* WHAT THIS TASK INVOLVES *
Reproduce the data below character for character, starting with its first line and continuing through the line with "x=1017 y=138".

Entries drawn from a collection
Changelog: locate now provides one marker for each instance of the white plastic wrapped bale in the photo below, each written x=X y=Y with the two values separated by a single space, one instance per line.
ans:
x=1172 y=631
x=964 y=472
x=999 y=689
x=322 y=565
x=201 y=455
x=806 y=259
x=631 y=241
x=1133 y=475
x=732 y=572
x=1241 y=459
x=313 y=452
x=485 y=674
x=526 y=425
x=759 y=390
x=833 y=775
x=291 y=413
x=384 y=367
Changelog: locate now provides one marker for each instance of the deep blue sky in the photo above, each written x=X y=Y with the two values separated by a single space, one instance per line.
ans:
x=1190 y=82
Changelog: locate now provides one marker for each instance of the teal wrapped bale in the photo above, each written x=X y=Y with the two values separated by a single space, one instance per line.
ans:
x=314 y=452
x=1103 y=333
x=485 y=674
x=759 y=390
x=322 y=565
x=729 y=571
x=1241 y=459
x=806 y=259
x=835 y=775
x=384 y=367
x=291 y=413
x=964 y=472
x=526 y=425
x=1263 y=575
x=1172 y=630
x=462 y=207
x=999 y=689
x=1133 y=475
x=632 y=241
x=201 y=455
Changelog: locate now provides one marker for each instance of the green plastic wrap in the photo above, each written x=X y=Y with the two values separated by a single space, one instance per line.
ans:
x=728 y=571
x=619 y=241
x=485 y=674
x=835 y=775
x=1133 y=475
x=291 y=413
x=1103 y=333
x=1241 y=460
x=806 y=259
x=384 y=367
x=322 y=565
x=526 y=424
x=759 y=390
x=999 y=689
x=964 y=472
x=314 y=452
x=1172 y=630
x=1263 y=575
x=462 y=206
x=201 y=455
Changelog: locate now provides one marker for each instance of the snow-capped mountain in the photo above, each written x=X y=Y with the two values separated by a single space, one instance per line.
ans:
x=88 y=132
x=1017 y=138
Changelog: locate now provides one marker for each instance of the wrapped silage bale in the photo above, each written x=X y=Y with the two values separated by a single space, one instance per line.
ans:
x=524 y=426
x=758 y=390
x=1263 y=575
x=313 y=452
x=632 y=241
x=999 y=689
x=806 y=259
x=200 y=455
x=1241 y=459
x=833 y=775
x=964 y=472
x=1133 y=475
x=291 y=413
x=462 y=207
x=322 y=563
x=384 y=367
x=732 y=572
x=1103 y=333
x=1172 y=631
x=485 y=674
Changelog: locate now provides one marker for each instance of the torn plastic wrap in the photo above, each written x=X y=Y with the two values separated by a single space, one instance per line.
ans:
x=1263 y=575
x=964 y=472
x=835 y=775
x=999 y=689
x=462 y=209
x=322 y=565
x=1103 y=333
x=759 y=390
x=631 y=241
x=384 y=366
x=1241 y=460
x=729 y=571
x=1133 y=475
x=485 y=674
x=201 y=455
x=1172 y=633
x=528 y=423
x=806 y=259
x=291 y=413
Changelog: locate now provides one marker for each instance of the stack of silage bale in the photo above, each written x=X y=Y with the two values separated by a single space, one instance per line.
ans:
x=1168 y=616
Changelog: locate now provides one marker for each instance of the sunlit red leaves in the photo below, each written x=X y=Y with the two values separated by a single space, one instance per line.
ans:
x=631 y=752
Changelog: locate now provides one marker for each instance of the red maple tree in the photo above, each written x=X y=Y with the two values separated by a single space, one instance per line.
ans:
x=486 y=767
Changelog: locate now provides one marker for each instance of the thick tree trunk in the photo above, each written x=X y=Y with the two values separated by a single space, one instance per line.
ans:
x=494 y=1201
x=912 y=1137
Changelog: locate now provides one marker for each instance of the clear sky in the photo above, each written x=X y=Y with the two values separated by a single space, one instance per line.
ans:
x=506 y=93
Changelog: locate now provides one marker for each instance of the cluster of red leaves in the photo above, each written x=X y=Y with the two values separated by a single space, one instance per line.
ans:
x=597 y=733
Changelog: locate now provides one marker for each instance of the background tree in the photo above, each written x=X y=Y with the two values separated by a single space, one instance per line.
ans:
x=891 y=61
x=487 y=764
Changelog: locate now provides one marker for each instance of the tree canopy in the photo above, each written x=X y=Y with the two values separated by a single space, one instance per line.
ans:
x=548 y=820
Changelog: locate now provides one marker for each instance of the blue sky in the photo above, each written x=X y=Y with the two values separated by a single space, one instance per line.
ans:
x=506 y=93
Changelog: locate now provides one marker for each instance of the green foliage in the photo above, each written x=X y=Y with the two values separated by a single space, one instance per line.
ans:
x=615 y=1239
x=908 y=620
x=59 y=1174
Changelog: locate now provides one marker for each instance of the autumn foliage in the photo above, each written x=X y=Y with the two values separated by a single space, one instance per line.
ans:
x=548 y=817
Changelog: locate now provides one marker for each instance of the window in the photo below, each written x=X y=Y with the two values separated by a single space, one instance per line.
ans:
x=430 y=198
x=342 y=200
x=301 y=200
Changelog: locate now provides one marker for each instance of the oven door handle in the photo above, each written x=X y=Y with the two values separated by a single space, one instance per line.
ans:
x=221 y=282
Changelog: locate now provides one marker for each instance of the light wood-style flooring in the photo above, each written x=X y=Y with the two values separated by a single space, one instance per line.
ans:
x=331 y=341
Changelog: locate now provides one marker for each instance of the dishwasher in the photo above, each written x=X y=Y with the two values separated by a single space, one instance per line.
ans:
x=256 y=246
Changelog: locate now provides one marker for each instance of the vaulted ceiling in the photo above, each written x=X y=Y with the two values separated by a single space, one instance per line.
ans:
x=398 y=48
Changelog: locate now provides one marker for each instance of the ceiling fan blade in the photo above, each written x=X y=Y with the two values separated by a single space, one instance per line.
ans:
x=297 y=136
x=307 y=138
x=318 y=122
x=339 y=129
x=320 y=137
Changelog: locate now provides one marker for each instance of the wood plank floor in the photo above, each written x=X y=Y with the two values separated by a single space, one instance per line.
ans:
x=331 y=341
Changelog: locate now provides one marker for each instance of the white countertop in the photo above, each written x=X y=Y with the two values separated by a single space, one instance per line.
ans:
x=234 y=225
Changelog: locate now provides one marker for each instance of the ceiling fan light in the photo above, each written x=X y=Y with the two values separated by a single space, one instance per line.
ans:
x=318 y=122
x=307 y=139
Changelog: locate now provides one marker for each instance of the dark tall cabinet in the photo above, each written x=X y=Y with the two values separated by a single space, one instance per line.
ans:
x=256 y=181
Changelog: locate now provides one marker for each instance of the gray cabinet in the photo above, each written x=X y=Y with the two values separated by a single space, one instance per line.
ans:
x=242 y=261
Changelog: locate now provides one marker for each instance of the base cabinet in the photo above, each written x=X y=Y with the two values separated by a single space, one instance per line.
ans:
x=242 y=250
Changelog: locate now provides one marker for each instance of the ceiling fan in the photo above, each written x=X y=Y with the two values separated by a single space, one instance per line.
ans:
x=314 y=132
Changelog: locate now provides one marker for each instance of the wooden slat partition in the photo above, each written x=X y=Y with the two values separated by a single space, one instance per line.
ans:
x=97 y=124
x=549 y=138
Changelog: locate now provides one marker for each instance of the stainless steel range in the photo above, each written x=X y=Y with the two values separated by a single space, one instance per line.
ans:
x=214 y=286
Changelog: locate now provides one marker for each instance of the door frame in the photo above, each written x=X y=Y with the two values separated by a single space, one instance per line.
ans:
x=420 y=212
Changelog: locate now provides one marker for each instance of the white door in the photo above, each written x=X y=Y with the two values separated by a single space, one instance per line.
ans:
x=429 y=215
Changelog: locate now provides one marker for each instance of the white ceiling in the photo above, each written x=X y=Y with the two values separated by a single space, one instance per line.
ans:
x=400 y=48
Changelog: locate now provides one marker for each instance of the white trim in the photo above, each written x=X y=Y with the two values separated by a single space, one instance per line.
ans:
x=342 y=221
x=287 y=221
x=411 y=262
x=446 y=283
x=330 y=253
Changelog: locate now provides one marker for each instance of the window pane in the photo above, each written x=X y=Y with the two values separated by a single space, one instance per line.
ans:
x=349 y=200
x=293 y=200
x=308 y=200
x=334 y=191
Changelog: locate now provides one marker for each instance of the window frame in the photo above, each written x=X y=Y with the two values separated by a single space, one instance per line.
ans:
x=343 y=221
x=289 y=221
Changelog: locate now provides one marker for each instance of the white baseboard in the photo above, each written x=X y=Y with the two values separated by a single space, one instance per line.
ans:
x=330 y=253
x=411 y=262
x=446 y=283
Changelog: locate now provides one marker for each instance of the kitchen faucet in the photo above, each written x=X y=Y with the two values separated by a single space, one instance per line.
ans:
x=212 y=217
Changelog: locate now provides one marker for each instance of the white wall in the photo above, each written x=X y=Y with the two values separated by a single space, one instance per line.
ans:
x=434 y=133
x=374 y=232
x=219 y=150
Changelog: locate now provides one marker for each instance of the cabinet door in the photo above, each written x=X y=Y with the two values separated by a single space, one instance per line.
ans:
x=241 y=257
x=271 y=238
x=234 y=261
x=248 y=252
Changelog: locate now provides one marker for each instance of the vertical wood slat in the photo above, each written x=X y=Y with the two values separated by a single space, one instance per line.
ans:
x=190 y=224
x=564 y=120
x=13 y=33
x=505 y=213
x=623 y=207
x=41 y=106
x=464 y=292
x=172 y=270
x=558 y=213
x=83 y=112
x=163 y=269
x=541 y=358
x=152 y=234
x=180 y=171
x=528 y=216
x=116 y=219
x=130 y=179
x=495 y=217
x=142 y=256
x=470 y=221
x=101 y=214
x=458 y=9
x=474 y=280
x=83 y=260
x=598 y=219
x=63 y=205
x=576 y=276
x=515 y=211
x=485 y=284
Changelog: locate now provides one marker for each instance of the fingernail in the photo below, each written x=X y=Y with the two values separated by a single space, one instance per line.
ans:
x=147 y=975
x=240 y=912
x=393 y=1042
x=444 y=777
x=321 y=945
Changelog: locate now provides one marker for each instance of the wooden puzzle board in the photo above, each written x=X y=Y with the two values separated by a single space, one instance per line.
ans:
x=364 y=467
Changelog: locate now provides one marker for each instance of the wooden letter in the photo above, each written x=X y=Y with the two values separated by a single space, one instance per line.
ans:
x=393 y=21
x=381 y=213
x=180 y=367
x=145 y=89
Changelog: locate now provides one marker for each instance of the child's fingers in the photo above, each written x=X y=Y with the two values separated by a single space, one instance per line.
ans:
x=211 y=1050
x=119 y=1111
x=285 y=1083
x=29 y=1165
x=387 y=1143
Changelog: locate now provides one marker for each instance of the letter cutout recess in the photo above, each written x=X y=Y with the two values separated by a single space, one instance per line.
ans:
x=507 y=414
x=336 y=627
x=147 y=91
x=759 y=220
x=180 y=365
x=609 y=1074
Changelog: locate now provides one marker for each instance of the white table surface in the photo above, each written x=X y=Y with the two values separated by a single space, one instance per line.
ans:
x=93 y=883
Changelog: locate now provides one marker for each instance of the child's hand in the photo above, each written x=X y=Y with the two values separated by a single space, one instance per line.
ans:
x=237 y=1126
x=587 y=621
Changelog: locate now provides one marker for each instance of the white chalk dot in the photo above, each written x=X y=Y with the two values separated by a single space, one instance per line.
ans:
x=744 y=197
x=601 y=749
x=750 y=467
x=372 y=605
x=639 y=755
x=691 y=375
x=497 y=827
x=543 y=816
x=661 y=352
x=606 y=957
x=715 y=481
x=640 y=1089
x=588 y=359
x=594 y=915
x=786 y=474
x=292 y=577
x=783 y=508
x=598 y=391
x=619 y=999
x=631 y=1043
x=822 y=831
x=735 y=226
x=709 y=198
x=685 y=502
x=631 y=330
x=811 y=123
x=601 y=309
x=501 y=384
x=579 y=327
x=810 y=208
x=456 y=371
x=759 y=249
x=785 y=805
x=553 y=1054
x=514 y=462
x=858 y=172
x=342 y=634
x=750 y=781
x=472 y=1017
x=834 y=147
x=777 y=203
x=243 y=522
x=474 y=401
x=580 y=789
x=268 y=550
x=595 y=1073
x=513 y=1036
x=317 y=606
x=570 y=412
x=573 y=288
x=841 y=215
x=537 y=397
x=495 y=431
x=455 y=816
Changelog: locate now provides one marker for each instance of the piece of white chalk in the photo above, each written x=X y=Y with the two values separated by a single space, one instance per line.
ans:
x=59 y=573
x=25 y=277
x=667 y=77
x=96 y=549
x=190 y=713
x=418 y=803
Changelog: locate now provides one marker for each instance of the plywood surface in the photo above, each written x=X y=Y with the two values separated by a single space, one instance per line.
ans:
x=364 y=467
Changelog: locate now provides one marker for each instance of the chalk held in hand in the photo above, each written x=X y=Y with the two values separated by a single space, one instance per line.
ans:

* RESPONSE *
Changelog: locate now provides one marker for each instance of the white plastic wrapped bale in the photo below, each written x=X y=Y with the two values separated by a single space, one instance per line.
ans:
x=1172 y=631
x=964 y=472
x=999 y=689
x=322 y=565
x=201 y=455
x=806 y=259
x=631 y=241
x=1133 y=475
x=732 y=572
x=1241 y=459
x=313 y=452
x=485 y=674
x=526 y=425
x=759 y=390
x=833 y=775
x=291 y=413
x=384 y=367
Changelog: locate now provides one marker for each instance of the deep blue sky in the photo above, each written x=X y=Y with the two values separated by a single space, one instance per line.
ans:
x=1190 y=82
Changelog: locate now provides one marker for each instance of the teal wrapped bale in the photo above, each written x=X y=Y with the two values separated by a single space, one instance per line.
ans:
x=314 y=452
x=1103 y=333
x=485 y=674
x=759 y=390
x=322 y=565
x=729 y=571
x=1241 y=459
x=806 y=259
x=835 y=775
x=384 y=367
x=291 y=413
x=964 y=472
x=526 y=425
x=1263 y=575
x=1172 y=630
x=462 y=207
x=999 y=689
x=1133 y=475
x=632 y=241
x=201 y=455
Changelog: locate now provides one marker for each instance of the green plastic wrap in the photo above, each written x=X y=Y with the two values separated by a single space, one instance per line.
ans:
x=728 y=571
x=619 y=241
x=485 y=674
x=835 y=775
x=1133 y=475
x=291 y=413
x=1103 y=333
x=1241 y=460
x=806 y=259
x=384 y=367
x=322 y=565
x=526 y=424
x=759 y=390
x=999 y=689
x=964 y=472
x=314 y=452
x=1172 y=630
x=1263 y=575
x=462 y=206
x=201 y=455
Changelog: locate now provides one marker for each instance of the snow-capped mountain in the photo above, each written x=X y=Y with the two values separated by a single space, one instance per line.
ans:
x=88 y=132
x=1017 y=138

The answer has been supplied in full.